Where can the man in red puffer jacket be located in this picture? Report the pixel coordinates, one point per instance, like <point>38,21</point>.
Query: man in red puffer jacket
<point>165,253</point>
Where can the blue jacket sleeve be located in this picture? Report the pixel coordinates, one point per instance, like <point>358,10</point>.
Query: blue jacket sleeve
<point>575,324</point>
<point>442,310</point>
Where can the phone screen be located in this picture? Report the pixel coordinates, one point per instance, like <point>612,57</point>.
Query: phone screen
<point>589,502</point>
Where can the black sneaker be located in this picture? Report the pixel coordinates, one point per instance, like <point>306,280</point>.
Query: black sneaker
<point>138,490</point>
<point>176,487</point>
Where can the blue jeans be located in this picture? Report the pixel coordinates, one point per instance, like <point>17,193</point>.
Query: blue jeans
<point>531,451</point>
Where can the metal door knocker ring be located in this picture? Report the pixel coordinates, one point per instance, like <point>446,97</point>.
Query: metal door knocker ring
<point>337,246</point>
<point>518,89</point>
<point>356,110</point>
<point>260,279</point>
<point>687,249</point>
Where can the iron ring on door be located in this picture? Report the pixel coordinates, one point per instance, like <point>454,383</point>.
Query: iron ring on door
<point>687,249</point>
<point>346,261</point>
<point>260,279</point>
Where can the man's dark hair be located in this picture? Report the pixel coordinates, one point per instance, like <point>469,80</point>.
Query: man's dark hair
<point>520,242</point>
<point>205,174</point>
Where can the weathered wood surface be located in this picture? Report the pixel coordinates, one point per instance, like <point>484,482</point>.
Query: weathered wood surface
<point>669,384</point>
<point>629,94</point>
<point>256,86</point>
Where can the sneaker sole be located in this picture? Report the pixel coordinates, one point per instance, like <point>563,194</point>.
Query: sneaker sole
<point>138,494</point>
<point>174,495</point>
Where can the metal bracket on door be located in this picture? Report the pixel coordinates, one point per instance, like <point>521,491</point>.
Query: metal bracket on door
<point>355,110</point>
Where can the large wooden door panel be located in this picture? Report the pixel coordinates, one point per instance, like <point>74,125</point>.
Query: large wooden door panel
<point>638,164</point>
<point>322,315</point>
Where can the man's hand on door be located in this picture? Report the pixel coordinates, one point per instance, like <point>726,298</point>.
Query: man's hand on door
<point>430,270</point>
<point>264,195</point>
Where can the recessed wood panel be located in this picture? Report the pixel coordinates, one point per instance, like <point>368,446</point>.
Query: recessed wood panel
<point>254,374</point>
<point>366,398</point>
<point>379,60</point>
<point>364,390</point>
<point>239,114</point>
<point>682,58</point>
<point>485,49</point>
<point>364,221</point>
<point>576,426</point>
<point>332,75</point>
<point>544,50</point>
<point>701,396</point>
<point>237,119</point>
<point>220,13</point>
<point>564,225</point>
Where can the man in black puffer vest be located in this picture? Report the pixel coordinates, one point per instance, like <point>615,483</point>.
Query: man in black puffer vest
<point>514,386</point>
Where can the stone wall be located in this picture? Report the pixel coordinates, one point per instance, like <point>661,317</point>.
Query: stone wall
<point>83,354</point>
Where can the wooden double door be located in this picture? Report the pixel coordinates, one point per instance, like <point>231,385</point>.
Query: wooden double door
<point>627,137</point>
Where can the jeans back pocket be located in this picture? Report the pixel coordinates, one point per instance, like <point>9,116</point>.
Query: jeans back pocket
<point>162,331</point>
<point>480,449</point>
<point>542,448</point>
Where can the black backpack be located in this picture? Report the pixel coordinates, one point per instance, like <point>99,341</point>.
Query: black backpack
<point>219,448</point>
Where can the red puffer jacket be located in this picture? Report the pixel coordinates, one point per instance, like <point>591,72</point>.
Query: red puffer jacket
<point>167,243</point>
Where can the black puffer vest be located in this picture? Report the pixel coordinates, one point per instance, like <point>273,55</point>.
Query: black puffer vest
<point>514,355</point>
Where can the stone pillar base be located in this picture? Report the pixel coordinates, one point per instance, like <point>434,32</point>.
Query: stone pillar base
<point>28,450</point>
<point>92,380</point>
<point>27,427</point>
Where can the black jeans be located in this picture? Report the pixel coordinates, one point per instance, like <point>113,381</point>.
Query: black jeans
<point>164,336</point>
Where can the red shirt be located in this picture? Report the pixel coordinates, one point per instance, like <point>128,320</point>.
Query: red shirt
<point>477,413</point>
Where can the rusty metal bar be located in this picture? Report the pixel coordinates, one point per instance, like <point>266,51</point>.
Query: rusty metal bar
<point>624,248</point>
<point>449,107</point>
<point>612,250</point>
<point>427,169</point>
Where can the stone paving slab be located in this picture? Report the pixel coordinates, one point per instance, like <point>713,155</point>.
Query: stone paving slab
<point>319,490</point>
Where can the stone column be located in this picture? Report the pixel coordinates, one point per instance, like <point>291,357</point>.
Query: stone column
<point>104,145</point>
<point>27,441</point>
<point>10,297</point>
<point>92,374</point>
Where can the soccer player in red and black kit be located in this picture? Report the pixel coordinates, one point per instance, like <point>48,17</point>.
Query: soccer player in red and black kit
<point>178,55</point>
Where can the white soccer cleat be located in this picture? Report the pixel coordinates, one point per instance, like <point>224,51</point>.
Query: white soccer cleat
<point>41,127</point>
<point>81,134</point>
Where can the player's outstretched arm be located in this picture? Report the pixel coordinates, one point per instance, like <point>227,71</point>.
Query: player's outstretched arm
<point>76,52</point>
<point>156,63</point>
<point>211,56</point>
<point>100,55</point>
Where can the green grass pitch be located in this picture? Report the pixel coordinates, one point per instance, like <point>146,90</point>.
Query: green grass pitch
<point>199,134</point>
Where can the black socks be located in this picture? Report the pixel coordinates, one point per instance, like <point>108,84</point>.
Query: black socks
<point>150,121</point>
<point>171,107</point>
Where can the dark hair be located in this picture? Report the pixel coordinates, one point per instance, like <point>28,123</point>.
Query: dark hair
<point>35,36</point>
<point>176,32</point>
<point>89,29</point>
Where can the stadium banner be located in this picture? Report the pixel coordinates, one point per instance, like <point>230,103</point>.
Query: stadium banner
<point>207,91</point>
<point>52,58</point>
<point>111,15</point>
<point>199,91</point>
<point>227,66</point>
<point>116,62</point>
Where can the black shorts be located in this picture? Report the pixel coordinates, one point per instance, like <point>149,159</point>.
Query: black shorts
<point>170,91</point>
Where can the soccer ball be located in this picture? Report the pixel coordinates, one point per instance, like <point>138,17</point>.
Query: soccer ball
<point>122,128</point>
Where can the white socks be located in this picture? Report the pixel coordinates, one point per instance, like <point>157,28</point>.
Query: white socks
+--
Update the lines above by changing every "pixel coordinates" to "x,y coordinates" and leaving all other text as it is.

Where can the man in red puffer jacket be located in this picture? Report the x,y coordinates, one point per instance, like <point>38,21</point>.
Query: man in red puffer jacket
<point>165,253</point>
Where can the blue jacket sleeve be located in this picture? Report the x,y coordinates, one point per instance, like <point>358,10</point>.
Query: blue jacket sleeve
<point>575,324</point>
<point>442,310</point>
Where can the phone screen be located in this picture? Report the x,y coordinates, one point per instance, like <point>612,57</point>.
Query: phone screen
<point>589,502</point>
Where can the black sneaker be located in this picture? Report the x,y coordinates, one point per instance, like <point>306,280</point>.
Query: black sneaker
<point>138,490</point>
<point>176,487</point>
Where can the blue jeans be located in this picture? Report the x,y coordinates, one point per instance, like <point>17,193</point>.
Query: blue jeans
<point>531,451</point>
Where can the metal door knocker ring be located in this picture? Report the x,y coordinates, one point per instance, like <point>446,97</point>.
Query: metal door knocker ring
<point>337,246</point>
<point>518,89</point>
<point>356,110</point>
<point>260,279</point>
<point>687,249</point>
Where can the iron ring on door be located in this picture? Report the x,y coordinates, one point per instance, like <point>454,383</point>.
Query: iron ring on door
<point>687,249</point>
<point>346,261</point>
<point>260,279</point>
Where can the man's dark hair be located in this picture? Report the x,y coordinates, one point per instance, like <point>469,80</point>.
Query: man's dark hair
<point>520,242</point>
<point>205,174</point>
Where can the weathered wood surface be located in this picture? Report the x,y coordinates, one point per instance, like <point>484,482</point>.
Query: weathered wood surface
<point>669,384</point>
<point>629,94</point>
<point>256,86</point>
Where can the sneaker sole be located in this picture? Report the x,y coordinates, one point per instance, like <point>563,194</point>.
Query: sneaker sole
<point>138,494</point>
<point>174,495</point>
Where can the metal bracket on door be located in this picture? Report the x,y coordinates, one point per instance, like <point>521,491</point>.
Query: metal bracket on door
<point>355,110</point>
Where can the large wooden door panel be located in this picture? Report the x,y coordinates, one point per instance, like <point>74,125</point>.
Query: large wooden door panel
<point>638,164</point>
<point>322,315</point>
Where can the man's hand on door be located in this picture? Report the x,y coordinates, one point per instance, like <point>726,298</point>.
Query: man's hand on door
<point>430,270</point>
<point>264,195</point>
Where can the recessed wood panel be located in this picture? Report the x,y coordinates, one point per instance, like <point>368,446</point>.
Query: recessed wood panel
<point>254,374</point>
<point>366,398</point>
<point>379,60</point>
<point>364,390</point>
<point>239,114</point>
<point>682,58</point>
<point>485,49</point>
<point>364,221</point>
<point>576,426</point>
<point>332,75</point>
<point>544,50</point>
<point>701,396</point>
<point>237,119</point>
<point>220,13</point>
<point>564,225</point>
Where can the man in black puffer vest be located in this picture? Report the x,y coordinates, one point per instance, like <point>615,483</point>.
Query: man in black puffer vest
<point>514,386</point>
Where can the stone wall be located in this picture? Report the x,y coordinates, one point per instance, like <point>661,317</point>.
Query: stone wall
<point>83,354</point>
Where can the wooden double door be located in this picture? Report the x,y coordinates, one point per instance, like <point>231,385</point>.
Query: wooden double door
<point>627,137</point>
Where can the jeans back pocket be located in this picture? Report the x,y coordinates, one point per instance, like <point>9,116</point>.
Query: jeans back pocket
<point>162,331</point>
<point>480,449</point>
<point>542,448</point>
Where can the black backpack be located in this picture? Report the x,y coordinates, one point per instance, like <point>99,341</point>.
Query: black backpack
<point>219,448</point>
Where can the red puffer jacket be located in this picture? Report the x,y coordinates, one point per instance, like <point>591,72</point>.
Query: red puffer jacket
<point>167,243</point>
Where can the black puffer vest be located in this picture? Report the x,y coordinates, one point per instance, like <point>273,55</point>.
Query: black puffer vest
<point>514,355</point>
Where can the stone pillar base be located in this picture? Report the x,y coordinates, one point per instance, like <point>434,32</point>.
Query: stone pillar base
<point>28,450</point>
<point>92,380</point>
<point>27,427</point>
Where can the black jeans be located in this picture? Report the x,y coordinates, one point per instance, like <point>113,381</point>.
Query: black jeans
<point>164,336</point>
Where can the red shirt be located in this picture? Report the x,y coordinates, one point per instance, like <point>128,320</point>.
Query: red shirt
<point>477,413</point>
Where can the rusty metal bar be located in this picture? Report the x,y coordinates, one point per instance, like <point>266,51</point>.
Query: rusty metal bar
<point>624,248</point>
<point>449,107</point>
<point>612,250</point>
<point>427,169</point>
Where can the stone paving slab be located in this picture? Report the x,y coordinates, one point per instance, like <point>713,155</point>.
Query: stone paving slab
<point>319,490</point>
Where can the stone column be located in this picture? Report the x,y coordinates, one point per instance, like <point>291,357</point>.
Query: stone column
<point>104,145</point>
<point>27,441</point>
<point>10,297</point>
<point>92,374</point>
Where can the soccer player in red and black kit be located in this picture? Report the x,y coordinates, one point per instance, like <point>48,17</point>.
Query: soccer player in red and black kit
<point>178,55</point>
Where can the white soccer cleat be located in this picture? Report the x,y coordinates, one point per instance, like <point>224,51</point>.
Query: white soccer cleat
<point>41,127</point>
<point>81,134</point>
Where can the player's outstretched arm be located in this picture? Report the x,y coordinates, one point per instance, like <point>227,71</point>.
Query: player's outstretched arm
<point>76,52</point>
<point>156,63</point>
<point>211,56</point>
<point>100,55</point>
Where can the green grass pitch be located in this picture? Report the x,y coordinates, one point per instance, like <point>146,90</point>.
Query: green grass pitch
<point>199,134</point>
Where can the black socks be located in this picture? Report the x,y coordinates, one point per instance, like <point>108,84</point>.
Query: black socks
<point>150,121</point>
<point>171,107</point>
Where can the dark hair be located in this picture? Report the x,y coordinates, one point per instance, like <point>28,123</point>.
Query: dark hair
<point>35,36</point>
<point>176,32</point>
<point>89,29</point>
Where can the stadium banner be located in this picture? Report the x,y coordinates, one point per instance, like <point>230,103</point>.
Query: stadium banner
<point>207,91</point>
<point>52,58</point>
<point>111,15</point>
<point>199,91</point>
<point>227,66</point>
<point>116,62</point>
Where can the black shorts be located in this picture? Report the x,y coordinates, one point per instance, like <point>149,159</point>.
Query: black shorts
<point>170,91</point>
Where can the soccer ball be located in this picture? Report the x,y coordinates, one point per instance, like <point>138,17</point>.
Query: soccer ball
<point>122,128</point>
Where can the white socks be located in this picture? Report the x,y coordinates, one point per instance, like <point>157,28</point>.
Query: white socks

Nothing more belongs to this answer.